Because the district court found that the insertion of the key was not a search and that the affidavit demonstrated probable cause given the additional evidence provided by the use of the key, the district court did not have occasion to address two alternative post-hoc justifications for the search of the compartment. These are the exceptions from the exclusionary rule for good faith execution of the search and for inevitable discovery of the evidence. See, e.g., United States v. Leon, 468 U.S. 897, 924, 104 S.Ct. 3405, 3421, 82 L.Ed.2d 677 (1984) (good faith exception operates to prevent application of the exclusionary rule upon evidence obtained in objective good faith using a facially valid warrant even if the warrant is subsequently found to have been issued on other than probable cause); United States v. Silvestri, 787 F.2d 736, 744 (1st Cir.1986), cert. denied, 487 U.S. 1233, 108 S.Ct. 2897, 101 L.Ed.2d 931 (1988) (outlining concerns to be considered in invoking the inevitable discovery exception to the exclusionary rule); see generally Nix v. Williams, 467 U.S. 431, 104 S.Ct. 2501, 81 L.Ed.2d 377 (1984); see also Murray v. United States, 487 U.S. 533, 108 S.Ct. 2529, 2534, 101 L.Ed.2d 472 (1988) ("The inevitable discovery doctrine, with its distinct requirements, is in reality an extrapolation from the independent source doctrine: Since the tainted evidence would be admissible if in fact discovered through an independent source, it should be admissible if it inevitably would have been discovered.") (emphasis in the original).


I would remand to the district court for evaluation of these justifications for the search of compartment # 633.



Sir Walter Scott reports that "[t]he king's keys are, in law phrase, the crow-bars and hammers used to force doors and locks, in execution of the king's warrant." W. Scott, V Waverly Novels, The Antiquary 305 n. * (A. Constable & Co. reprint ed. 1895). The majority here has expanded the definition of the king's keys. That definition now is not limited merely to the devices necessary in execution of a warrant. It includes any set of keys available to those capable of executing the sovereign's warrant irrespective of whether they have such a writ. Under the majority's definition, keys can be used without a warrant to explore the concealed interiors of the guardian mechanisms people employ in their efforts to make private those places and things over which they exercise dominion and control.6


The analytical device used by the majority to achieve this definitional expansion is to conceive the intrusion at issue here as something less than a search or, if a search, a reasonable one. In Hicks, the Supreme Court declined "to send police and judges into a new thicket of Fourth Amendment law, to seek a creature of uncertain description that is neither a plain-view inspection nor yet a 'full-blown search.' " 480 U.S. at 328-29, 107 S.Ct. at 1154. In this case, the agents and the courts have generated that creature by extending the plain-view inspection of the exterior of the padlock into an examination of the lock's concealed interior.

**Data section**

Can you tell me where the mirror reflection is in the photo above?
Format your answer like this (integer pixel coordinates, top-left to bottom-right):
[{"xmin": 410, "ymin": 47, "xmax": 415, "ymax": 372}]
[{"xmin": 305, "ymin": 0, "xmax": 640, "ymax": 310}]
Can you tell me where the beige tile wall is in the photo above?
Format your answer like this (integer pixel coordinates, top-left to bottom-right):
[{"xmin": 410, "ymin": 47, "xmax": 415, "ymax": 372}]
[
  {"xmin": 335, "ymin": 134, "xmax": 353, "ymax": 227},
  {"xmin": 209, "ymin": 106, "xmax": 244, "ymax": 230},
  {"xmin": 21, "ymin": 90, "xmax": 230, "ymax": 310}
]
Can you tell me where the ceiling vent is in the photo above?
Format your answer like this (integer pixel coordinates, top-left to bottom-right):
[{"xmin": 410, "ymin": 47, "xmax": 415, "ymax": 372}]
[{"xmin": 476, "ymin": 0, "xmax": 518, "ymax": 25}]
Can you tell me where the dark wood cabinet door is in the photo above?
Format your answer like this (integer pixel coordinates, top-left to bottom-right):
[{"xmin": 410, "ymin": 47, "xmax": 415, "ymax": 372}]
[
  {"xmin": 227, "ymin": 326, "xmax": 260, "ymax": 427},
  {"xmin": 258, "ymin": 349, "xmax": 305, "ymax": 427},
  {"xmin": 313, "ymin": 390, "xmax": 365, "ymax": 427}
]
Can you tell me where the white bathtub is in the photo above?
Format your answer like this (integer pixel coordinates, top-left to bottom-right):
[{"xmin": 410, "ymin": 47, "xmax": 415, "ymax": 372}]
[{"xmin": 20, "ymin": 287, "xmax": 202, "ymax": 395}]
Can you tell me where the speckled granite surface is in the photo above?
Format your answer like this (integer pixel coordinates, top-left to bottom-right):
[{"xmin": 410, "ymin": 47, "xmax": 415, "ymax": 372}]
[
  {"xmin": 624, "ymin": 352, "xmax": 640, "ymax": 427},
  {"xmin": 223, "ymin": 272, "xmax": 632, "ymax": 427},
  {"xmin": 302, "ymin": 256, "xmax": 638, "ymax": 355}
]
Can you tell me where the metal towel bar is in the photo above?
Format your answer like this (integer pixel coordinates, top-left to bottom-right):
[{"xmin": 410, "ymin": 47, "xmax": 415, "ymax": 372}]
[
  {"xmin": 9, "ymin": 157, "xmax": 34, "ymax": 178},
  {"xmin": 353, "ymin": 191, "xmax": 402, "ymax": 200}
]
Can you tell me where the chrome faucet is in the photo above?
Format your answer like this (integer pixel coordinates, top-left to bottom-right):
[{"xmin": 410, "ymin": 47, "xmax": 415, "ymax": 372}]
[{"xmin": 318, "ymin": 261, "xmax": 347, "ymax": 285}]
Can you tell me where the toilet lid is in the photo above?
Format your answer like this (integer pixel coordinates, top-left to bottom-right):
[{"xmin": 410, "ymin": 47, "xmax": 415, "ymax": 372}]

**To do**
1. In the padlock-search passage, copy the part that opens with the words containing "The analytical device" and closes with "lock's concealed interior.", swapping "creature" for "beast".
2. According to the padlock-search passage, what does Sir Walter Scott say the king's keys are?
The records have no connection to the text.

**Solutions to the tasks**
1.
The analytical device used by the majority to achieve this definitional expansion is to conceive the intrusion at issue here as something less than a search or, if a search, a reasonable one. In Hicks, the Supreme Court declined "to send police and judges into a new thicket of Fourth Amendment law, to seek a beast of uncertain description that is neither a plain-view inspection nor yet a 'full-blown search.' " 480 U.S. at 328-29, 107 S.Ct. at 1154. In this case, the agents and the courts have generated that beast by extending the plain-view inspection of the exterior of the padlock into an examination of the lock's concealed interior.

2. The crow-bars and hammers used to force doors and locks in execution of the king's warrant.